■ TEKS KUTIPAN:

* * *

Untungnya pidatonya dalam bahasa Inggris, jadi mungkin hanya sedikit yang perhatian. Penulis duduk di kursi terdepan dan betul-betul mendengarkan dengan seksama, sebagaimana pidato-pidatonya yang lain dalam kesempatan yang lain pula.
Masalah keislaman tadi ditimbulkan dari segi pemahaman teologi (kalam), atau dalam bahasa Gus Yahya adalah fikih (yaitu pemahaman agama yang mendalam). Fikih peradaban, istilah Gus Yahya, yang sering dibicarakan di berbagai kesempatan, baik forum pesantren maupun kampus, menegaskan pentingnya mengolah kembali fiqh konvensional.

* * *

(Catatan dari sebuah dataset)

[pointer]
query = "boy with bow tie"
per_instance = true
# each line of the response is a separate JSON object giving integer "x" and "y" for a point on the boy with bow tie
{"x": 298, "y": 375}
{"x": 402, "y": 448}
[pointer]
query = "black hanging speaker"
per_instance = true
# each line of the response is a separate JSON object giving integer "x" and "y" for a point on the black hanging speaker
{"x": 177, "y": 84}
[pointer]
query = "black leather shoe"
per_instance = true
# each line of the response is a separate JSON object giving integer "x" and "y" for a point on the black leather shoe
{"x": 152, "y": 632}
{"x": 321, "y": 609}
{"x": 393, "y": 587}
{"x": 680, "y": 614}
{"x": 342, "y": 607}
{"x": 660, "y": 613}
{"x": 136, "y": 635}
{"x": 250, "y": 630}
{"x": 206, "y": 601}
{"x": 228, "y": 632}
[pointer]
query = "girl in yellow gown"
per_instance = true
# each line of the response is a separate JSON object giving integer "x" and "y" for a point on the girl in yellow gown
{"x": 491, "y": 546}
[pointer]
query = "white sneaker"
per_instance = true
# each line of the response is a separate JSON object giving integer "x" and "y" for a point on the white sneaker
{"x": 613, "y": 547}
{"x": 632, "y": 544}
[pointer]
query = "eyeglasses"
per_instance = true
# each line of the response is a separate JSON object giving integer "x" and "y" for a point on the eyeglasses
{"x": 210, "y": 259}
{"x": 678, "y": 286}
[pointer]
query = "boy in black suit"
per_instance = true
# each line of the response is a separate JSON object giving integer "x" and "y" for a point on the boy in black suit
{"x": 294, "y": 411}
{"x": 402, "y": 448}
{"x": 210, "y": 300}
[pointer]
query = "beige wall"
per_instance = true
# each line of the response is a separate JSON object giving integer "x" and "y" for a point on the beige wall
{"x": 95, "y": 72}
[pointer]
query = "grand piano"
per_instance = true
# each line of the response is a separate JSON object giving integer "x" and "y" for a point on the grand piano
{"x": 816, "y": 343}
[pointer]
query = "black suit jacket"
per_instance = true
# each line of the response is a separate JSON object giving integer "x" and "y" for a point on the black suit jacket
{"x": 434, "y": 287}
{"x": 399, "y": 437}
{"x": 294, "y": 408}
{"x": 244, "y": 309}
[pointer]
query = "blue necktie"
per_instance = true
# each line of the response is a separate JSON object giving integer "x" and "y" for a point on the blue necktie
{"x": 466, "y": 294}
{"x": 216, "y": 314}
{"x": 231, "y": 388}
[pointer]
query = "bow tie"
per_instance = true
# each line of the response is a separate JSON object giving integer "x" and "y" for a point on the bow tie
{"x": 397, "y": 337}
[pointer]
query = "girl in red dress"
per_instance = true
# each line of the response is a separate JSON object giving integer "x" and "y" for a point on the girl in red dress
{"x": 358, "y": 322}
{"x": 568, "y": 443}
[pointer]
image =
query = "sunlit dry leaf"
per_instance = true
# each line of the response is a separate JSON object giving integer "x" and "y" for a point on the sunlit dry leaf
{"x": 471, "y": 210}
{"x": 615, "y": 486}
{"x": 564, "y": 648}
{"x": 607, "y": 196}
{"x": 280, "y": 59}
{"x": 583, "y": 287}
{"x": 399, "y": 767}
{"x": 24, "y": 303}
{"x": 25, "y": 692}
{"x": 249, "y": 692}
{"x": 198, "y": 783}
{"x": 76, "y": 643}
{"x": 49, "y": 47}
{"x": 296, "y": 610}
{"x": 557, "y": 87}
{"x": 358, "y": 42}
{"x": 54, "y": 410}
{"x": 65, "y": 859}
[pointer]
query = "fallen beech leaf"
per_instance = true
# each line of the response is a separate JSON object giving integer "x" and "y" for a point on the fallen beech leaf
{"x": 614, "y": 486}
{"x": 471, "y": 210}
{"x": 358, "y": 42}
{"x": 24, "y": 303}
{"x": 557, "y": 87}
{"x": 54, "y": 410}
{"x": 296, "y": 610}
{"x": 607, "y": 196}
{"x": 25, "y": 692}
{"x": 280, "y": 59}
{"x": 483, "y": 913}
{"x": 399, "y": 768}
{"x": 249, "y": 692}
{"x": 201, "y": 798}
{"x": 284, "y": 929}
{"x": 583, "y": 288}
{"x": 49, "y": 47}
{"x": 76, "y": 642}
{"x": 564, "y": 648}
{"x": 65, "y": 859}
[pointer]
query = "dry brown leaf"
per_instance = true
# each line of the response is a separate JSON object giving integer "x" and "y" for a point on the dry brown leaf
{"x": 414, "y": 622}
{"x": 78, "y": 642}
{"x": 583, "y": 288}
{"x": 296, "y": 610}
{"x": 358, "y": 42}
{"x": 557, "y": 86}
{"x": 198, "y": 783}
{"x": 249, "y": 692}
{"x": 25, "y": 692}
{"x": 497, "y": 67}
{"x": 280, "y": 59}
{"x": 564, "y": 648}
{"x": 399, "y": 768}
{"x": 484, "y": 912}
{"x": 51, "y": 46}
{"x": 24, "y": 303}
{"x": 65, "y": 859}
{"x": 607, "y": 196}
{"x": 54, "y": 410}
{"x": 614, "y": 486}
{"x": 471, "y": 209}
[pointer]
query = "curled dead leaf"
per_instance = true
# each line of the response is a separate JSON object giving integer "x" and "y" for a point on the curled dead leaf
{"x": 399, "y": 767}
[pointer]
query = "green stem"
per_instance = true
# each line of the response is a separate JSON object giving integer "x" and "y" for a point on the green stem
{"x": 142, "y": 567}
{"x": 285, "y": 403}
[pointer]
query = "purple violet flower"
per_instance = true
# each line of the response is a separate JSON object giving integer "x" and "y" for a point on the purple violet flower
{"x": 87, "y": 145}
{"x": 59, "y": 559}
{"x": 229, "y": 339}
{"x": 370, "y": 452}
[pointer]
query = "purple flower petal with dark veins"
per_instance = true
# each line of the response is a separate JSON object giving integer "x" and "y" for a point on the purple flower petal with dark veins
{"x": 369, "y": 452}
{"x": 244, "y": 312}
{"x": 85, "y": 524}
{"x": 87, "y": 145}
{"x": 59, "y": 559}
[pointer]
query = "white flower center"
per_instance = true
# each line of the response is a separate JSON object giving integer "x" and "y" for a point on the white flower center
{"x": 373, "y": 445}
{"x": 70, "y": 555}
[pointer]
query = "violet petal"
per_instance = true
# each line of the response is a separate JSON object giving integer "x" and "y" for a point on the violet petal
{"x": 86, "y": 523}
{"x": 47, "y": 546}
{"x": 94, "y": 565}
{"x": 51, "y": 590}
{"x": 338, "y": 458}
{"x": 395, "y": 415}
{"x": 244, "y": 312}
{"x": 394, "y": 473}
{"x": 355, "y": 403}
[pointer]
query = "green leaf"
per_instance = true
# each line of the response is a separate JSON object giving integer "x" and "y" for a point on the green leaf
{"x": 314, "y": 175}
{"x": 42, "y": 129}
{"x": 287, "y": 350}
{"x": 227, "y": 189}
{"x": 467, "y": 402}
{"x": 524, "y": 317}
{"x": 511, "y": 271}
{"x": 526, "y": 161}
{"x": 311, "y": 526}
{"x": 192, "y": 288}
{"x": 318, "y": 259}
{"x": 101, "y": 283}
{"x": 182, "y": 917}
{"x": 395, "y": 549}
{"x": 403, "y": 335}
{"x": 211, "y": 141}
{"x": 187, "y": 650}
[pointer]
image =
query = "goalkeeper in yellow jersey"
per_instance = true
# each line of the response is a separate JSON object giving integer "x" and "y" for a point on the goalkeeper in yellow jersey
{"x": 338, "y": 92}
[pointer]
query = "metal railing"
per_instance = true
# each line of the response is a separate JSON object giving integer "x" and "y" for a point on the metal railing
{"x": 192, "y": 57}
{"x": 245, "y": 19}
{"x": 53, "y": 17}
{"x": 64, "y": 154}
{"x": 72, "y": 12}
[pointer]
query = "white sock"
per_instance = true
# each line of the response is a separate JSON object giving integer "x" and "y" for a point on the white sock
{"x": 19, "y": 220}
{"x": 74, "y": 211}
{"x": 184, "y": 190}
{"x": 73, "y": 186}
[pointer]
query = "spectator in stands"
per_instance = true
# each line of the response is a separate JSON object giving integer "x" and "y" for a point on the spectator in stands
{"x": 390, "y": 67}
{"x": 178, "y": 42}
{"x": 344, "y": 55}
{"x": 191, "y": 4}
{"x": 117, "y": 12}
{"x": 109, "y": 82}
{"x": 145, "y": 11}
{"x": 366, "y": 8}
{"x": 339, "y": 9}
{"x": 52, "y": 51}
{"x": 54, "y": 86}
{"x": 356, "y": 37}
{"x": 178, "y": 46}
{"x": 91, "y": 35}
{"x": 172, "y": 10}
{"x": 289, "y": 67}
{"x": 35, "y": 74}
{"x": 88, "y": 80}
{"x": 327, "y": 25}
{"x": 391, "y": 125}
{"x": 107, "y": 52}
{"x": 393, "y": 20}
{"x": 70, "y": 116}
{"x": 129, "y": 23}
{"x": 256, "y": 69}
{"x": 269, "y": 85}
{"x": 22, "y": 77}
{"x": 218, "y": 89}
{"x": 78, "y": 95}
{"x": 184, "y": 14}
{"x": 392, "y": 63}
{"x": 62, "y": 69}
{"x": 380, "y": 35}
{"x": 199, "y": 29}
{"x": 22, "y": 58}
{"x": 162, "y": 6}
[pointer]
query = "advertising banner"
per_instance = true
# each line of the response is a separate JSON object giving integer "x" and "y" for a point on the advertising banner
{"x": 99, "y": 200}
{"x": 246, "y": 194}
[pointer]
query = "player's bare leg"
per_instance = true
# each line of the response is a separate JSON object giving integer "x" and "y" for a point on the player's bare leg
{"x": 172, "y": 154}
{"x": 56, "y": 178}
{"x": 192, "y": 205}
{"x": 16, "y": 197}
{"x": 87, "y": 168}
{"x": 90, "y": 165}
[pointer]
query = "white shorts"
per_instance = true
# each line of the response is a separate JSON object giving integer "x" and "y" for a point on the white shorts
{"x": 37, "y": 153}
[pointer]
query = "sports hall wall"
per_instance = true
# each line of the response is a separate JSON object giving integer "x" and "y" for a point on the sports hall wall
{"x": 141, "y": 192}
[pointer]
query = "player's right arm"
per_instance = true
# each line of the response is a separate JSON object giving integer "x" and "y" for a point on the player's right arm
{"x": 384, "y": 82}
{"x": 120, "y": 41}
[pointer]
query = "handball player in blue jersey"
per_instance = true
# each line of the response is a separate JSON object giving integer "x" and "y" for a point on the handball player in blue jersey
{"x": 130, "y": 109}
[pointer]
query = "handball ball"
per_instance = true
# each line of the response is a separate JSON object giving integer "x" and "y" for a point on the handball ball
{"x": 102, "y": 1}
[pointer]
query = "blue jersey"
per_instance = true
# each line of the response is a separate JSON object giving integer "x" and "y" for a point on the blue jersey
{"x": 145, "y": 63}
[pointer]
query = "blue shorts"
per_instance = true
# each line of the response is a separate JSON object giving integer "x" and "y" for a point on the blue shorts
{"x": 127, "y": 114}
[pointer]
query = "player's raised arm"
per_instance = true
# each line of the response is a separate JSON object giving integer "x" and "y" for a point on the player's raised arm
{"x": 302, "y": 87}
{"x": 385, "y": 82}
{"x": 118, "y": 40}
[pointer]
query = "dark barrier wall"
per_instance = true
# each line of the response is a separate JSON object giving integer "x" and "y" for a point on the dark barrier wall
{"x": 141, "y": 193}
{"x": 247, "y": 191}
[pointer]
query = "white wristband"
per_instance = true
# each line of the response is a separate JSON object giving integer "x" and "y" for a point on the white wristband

* * *

■ INSTRUKSI TERTULIS: Tuliskan setiap istilah berbeda dalam teks kutipan yang memuat kata "fikih" atau "fiqh".

■ JAWABAN LATIHAN: fikih, fikih peradaban, fiqh konvensional